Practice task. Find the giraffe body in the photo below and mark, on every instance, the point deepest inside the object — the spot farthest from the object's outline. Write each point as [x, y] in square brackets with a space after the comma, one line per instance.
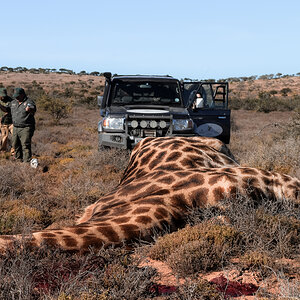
[164, 178]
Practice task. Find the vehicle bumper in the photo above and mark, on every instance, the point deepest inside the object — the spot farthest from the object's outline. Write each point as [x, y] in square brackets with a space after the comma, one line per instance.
[109, 139]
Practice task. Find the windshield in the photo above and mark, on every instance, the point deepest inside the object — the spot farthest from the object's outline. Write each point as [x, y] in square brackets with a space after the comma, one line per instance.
[146, 92]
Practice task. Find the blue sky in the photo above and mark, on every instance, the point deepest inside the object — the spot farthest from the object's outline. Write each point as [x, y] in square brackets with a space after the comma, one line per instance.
[188, 38]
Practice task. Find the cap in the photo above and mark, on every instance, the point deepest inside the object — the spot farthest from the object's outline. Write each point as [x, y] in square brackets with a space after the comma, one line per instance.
[3, 92]
[18, 92]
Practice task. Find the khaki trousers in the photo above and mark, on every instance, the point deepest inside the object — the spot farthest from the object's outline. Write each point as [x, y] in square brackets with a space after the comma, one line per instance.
[5, 131]
[21, 142]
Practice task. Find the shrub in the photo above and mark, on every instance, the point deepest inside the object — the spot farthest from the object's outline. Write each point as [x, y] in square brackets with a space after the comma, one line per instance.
[201, 289]
[206, 246]
[53, 274]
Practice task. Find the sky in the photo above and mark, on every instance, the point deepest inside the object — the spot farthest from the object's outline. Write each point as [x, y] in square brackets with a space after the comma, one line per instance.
[185, 39]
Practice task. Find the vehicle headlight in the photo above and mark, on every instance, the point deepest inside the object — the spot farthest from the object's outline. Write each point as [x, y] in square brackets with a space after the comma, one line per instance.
[182, 124]
[113, 123]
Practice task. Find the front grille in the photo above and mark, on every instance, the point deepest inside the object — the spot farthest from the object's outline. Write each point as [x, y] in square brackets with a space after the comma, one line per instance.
[144, 126]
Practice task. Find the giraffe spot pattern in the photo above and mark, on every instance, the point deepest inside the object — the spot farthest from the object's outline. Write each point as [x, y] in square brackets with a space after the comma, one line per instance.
[164, 177]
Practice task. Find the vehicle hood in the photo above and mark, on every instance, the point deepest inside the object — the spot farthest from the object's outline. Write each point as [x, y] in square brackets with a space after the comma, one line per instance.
[146, 110]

-*-*-

**What to work on**. Give again, word for word, every line from the one holding "Practice task. Find the cap" to the end of the data.

**Finished task**.
Practice task. Find the cap in the photo above and mark, on every instance, the point deepest inside the object — the spot farthest from the object's outline. Write each point as [x, y] in square brackets with a space after the comma, one line per instance.
[3, 92]
[18, 92]
Practice task. Find the khaki trousers in the photo above and mark, on every instance, the point deepest inside the object — the spot farthest from the object's outline. Write each point as [x, y] in square brackets with a space after the comma, one line per instance.
[5, 131]
[21, 142]
Practice task. Find the shrub in the photo above and mark, on every instance, the point deepest inside the object — the spot farthest from the object's outline. Write each point as [x, y] in square brackets with a space after the comma, one line per instance.
[201, 289]
[206, 246]
[53, 274]
Practice task. Find the sky in the photo above and mark, on every instance, the point deepest inside the object — the spot farthest from the object's outline. Write each point as [x, y] in square brackets with a space after the comma, one line per instance.
[185, 39]
Practice task. Find the vehicle headlight in the photo above and mark, on every instance, the point deepest inside the object — the spot farthest from the object's outline. Write each point as [x, y] in square brackets with a space after the comma, one line per instance.
[182, 124]
[113, 123]
Practice task. Find the front grille in the photo above and mark, on every instance, the point deepest inside the object — the spot farthest from the object's outline. Write each point as [x, y] in square brackets with a space after the comma, one line per instance.
[144, 126]
Practice task. Find the giraffe spot pattern in the photo above and mark, on every instance, the point deepest inside the object — the spot farthest from the object's outline. Write each point as [x, y] in square brackets with a space after the comma, one line per instance.
[164, 177]
Practice task. Find the vehicle hood in the photo above and mark, on every instance, the point deepest inside the object — the spot farthest from the object's outline. Write each point as [x, y] in square brackets with a space after the comma, one line per instance.
[146, 110]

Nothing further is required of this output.